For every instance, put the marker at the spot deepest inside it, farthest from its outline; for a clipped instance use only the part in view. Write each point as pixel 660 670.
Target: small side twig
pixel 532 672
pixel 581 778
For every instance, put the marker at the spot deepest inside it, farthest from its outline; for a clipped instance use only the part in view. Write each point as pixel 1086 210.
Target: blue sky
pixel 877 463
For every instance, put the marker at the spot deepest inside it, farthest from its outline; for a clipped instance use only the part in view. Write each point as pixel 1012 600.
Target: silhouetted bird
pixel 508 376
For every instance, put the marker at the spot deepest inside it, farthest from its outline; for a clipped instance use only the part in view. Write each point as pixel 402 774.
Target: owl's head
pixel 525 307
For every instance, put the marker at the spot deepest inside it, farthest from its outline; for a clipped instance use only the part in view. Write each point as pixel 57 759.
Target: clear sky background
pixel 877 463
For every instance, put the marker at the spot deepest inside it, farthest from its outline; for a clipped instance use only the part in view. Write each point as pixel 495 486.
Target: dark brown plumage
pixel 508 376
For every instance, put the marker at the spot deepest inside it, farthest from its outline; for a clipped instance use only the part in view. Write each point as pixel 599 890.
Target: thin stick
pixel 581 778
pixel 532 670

◆ ◆ ◆ ◆ ◆ ◆ ◆

### GOAL OF THE EXERCISE
What is needed here is a word-for-word copy of the whole listing.

### EXERCISE OUTPUT
For every instance, put the marker at the spot deepest inside it, farthest from its outline; for a clipped instance use only the part in view. Write each point as pixel 660 670.
Target: small side twig
pixel 532 672
pixel 581 778
For every instance, put the marker at the spot deepest inside it, farthest from its outline; for a clipped instance use only the part in view. Write each point as pixel 1086 210.
Target: blue sky
pixel 877 463
For every instance, put the marker at the spot deepest inside it, farthest from its outline; for a clipped instance use only the part in view. Write each point as pixel 1012 600.
Target: silhouetted bird
pixel 508 376
For every instance, put the marker at the spot deepest inside it, farthest from its outline; for a clipped instance use only the part in view. Write each point as pixel 402 774.
Target: owl's head
pixel 525 307
For every instance, put the marker at the spot deepest inside it, farthest from its outline; for a clipped instance use only the part in view. Write each point as pixel 57 759.
Target: clear sky background
pixel 877 463
For every instance, put the marker at the spot deepest inside it, farthest from its outline; for a clipped instance use only the part in view. Write each point as pixel 495 486.
Target: dark brown plumage
pixel 508 376
For every instance, put the marker at the spot deepest inside it, farthest from its outline; for a clipped instance use only the part in view. Write each point as pixel 599 890.
Target: thin stick
pixel 581 778
pixel 532 670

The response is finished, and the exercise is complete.